TASK OBJECTIVE:
All of the data below is to be output exactly as written.

MATERIALS PROVIDED:

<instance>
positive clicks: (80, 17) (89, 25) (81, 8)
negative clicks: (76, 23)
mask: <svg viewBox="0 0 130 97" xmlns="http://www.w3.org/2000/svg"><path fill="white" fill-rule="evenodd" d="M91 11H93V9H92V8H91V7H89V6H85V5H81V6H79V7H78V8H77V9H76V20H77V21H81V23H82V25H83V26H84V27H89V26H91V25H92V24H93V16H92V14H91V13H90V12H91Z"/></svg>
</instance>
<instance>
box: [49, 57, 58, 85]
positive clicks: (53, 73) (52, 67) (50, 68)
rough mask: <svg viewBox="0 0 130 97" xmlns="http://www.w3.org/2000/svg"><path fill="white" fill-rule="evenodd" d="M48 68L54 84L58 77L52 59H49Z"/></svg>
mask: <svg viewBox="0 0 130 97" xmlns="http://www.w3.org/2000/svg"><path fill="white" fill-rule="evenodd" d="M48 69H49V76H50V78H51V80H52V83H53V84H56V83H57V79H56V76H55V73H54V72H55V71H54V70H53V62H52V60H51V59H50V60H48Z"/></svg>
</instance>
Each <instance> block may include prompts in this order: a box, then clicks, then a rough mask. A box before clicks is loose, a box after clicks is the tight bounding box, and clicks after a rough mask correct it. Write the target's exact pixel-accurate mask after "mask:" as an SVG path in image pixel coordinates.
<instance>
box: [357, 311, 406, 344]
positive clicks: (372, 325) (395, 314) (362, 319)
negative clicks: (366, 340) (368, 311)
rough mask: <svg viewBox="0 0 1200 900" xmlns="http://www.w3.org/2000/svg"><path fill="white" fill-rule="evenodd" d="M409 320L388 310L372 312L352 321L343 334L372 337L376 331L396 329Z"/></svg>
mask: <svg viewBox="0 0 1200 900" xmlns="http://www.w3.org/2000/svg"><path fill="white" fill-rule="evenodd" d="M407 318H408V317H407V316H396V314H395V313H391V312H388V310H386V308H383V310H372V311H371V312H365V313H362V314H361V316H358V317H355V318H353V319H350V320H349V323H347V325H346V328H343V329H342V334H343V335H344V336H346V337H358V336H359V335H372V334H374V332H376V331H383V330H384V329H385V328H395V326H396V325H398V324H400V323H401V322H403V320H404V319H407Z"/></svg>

RESPONSE TO THE EXERCISE:
<instance>
positive clicks: (80, 17) (89, 25) (81, 8)
negative clicks: (76, 23)
mask: <svg viewBox="0 0 130 97" xmlns="http://www.w3.org/2000/svg"><path fill="white" fill-rule="evenodd" d="M91 11H93V9H92V8H91V7H89V6H85V5H81V6H79V7H78V8H77V9H76V20H77V21H81V23H82V25H83V26H84V27H89V26H91V25H92V24H93V16H92V14H91V13H90V12H91Z"/></svg>
</instance>
<instance>
box: [49, 57, 58, 85]
positive clicks: (53, 73) (52, 67) (50, 68)
rough mask: <svg viewBox="0 0 130 97" xmlns="http://www.w3.org/2000/svg"><path fill="white" fill-rule="evenodd" d="M48 68L54 84L58 77L52 59H49Z"/></svg>
mask: <svg viewBox="0 0 130 97" xmlns="http://www.w3.org/2000/svg"><path fill="white" fill-rule="evenodd" d="M48 69H49V76H50V78H51V80H52V83H53V84H56V83H57V79H56V76H55V73H54V72H55V71H54V70H53V62H52V60H51V59H50V60H48Z"/></svg>
</instance>
Each <instance> block may include prompts in this order: a box, then clicks, then a rough mask. A box before clicks is loose, a box after clicks is the tight bounding box, and clicks after a rough mask correct it. Write the target's exact pixel-accurate mask after "mask:" as an SVG path in image pixel coordinates.
<instance>
box: [357, 311, 406, 344]
positive clicks: (372, 325) (395, 314) (362, 319)
negative clicks: (366, 340) (368, 311)
rough mask: <svg viewBox="0 0 1200 900" xmlns="http://www.w3.org/2000/svg"><path fill="white" fill-rule="evenodd" d="M409 320L388 310L372 312L352 321L343 334L372 337L376 331L396 329Z"/></svg>
mask: <svg viewBox="0 0 1200 900" xmlns="http://www.w3.org/2000/svg"><path fill="white" fill-rule="evenodd" d="M407 318H408V317H407V316H396V314H395V313H391V312H388V310H386V308H383V310H372V311H371V312H365V313H362V314H361V316H358V317H355V318H353V319H350V320H349V323H347V325H346V328H343V329H342V334H343V335H344V336H346V337H358V336H359V335H372V334H374V332H376V331H383V330H384V329H385V328H395V326H396V325H398V324H400V323H401V322H403V320H404V319H407Z"/></svg>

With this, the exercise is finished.